Exercise prompt: Can you reproduce the material below word for word, everything from the line containing "Note: mark the green plastic" down to the line containing "pixel 18 239", with both of those lines included and nothing else?

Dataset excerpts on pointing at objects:
_ _ _
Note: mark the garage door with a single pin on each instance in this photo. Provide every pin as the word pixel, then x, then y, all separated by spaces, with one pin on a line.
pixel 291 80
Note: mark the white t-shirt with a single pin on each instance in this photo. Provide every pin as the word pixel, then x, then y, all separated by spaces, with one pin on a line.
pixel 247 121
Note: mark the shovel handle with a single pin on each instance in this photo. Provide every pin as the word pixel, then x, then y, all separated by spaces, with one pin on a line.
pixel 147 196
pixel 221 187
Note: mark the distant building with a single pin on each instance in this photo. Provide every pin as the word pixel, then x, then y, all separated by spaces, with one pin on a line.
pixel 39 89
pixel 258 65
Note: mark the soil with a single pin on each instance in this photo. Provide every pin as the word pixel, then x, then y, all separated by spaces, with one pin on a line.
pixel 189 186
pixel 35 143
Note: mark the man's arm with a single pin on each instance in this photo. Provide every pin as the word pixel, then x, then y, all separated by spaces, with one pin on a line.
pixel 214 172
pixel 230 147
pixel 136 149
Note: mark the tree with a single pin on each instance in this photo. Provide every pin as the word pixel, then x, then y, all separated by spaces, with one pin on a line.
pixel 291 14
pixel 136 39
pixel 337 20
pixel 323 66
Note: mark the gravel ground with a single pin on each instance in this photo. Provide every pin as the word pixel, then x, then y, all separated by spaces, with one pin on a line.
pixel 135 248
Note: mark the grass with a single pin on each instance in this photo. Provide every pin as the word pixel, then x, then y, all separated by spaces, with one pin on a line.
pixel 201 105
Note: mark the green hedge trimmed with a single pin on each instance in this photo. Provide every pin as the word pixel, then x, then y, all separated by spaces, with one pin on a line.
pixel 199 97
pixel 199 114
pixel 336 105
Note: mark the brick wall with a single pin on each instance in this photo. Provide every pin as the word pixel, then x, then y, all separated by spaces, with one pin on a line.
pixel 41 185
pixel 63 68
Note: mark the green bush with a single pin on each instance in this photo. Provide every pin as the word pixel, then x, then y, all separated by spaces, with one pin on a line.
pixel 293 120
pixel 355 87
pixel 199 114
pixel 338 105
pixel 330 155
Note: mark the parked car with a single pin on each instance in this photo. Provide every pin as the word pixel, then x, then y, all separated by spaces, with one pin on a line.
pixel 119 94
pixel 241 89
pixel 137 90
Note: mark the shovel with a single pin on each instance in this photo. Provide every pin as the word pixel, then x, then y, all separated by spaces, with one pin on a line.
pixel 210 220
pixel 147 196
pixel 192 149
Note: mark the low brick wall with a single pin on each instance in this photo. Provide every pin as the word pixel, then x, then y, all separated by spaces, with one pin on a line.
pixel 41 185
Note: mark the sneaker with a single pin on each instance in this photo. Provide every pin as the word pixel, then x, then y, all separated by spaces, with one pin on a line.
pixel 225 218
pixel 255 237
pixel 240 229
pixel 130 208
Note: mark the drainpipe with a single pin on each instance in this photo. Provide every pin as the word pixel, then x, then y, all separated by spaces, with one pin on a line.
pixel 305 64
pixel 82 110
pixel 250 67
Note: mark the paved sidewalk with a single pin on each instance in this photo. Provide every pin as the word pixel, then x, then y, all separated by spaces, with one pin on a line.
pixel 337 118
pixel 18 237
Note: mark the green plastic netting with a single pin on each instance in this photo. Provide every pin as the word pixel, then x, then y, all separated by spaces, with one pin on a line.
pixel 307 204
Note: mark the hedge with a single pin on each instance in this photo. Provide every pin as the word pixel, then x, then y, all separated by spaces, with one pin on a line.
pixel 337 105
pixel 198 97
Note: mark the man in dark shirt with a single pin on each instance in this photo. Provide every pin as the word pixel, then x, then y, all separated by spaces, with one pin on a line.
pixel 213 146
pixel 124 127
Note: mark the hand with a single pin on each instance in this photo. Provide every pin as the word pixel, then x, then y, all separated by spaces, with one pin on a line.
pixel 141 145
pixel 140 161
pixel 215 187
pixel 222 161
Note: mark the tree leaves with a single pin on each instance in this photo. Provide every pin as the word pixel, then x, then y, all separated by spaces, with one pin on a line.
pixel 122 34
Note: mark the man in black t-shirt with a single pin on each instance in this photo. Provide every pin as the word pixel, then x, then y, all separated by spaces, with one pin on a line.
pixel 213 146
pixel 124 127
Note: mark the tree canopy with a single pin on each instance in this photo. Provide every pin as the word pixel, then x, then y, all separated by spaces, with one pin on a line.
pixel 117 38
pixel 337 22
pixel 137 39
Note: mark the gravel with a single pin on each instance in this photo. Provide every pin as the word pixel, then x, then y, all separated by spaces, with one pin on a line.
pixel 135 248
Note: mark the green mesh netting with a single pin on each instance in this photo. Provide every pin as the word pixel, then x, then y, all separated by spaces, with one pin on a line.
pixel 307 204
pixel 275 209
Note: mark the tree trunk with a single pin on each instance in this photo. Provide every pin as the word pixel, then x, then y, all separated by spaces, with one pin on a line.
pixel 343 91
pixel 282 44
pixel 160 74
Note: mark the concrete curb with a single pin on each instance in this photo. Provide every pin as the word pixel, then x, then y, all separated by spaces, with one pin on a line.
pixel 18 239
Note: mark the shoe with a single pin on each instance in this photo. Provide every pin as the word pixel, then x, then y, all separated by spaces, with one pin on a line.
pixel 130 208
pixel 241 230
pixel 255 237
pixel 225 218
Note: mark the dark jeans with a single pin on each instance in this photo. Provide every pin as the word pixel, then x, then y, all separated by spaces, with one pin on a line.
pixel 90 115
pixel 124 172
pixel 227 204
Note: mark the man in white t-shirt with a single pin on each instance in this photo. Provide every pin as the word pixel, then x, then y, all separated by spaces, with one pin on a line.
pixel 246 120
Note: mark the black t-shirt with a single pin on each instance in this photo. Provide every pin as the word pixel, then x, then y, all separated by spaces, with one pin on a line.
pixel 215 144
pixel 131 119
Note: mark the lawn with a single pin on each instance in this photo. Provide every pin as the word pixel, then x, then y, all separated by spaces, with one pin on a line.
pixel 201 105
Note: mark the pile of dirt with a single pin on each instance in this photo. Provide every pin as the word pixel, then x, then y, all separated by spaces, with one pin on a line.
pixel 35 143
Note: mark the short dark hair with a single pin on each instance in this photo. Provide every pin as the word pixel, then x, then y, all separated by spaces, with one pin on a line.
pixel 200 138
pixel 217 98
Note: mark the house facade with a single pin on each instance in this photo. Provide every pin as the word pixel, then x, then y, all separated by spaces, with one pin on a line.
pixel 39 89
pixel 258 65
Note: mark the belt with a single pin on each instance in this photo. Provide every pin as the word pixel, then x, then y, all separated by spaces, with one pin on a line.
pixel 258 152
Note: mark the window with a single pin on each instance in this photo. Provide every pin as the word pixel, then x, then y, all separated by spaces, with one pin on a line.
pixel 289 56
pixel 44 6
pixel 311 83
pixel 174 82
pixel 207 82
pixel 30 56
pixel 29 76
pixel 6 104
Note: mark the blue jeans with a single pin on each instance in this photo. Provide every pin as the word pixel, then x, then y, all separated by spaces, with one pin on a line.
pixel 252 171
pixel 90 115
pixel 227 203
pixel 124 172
_ _ _
Response for this exercise:
Note: mark the green plastic netting with a single pin on each instance in this photo. Provide every pin as the word pixel, then x, then y, all separated by spaces, with one pin on a line.
pixel 307 204
Note: mark the hedge with a single pin on each instance in this photo. Provide every pin as the word pixel, then x, then y, all separated by spaces, with one pin on a line.
pixel 337 105
pixel 198 97
Note: mark the man in dark shirt with a single pin on each instance in this photo. Provide every pin as the word pixel, then x, then y, all separated by spaces, with one pin on a line.
pixel 213 146
pixel 124 127
Note: mark the hand with a single pin on each instance in this photo. Provide every pin as the word pixel, then x, then y, all separated by spaces, with one pin on a line.
pixel 141 145
pixel 140 161
pixel 215 187
pixel 222 161
Note: mark the tree leaves with a single pin on each instance in this photo. Provide every pin as the word pixel, then x, then y, all separated by spaces, with one pin on a line.
pixel 122 34
Note: mark the man in black t-shirt with a single pin on each instance in this photo. Provide every pin as the word pixel, then x, then y, all separated by spaces, with one pin on a line.
pixel 213 146
pixel 124 127
Note: mark the tree canopy with a single pin on each instance in this photo. Provide every pin as the word pixel, then x, then y, all separated by spaces, with one pin on a line.
pixel 117 38
pixel 337 22
pixel 137 39
Note: mark the gravel with a single pin on each instance in this photo. Provide every pin as the word pixel, then x, then y, all separated by spaces, with one pin on a line.
pixel 135 248
Note: mark the green mesh netting with a single pin on each instance in this photo. Provide every pin as the word pixel, then x, then y, all separated by spaces, with one pin on a line.
pixel 307 204
pixel 275 209
Note: mark the tree trunk with a single pin on each instance in this photo. Provide every pin as the word pixel, then x, then y, all separated by spaces, with one pin on a line.
pixel 343 91
pixel 282 44
pixel 160 74
Note: mark the concrete curb with a single pin on each instance in this photo. Provide every pin as the word pixel, then x, then y, all separated by spaces, with one pin on a line.
pixel 18 239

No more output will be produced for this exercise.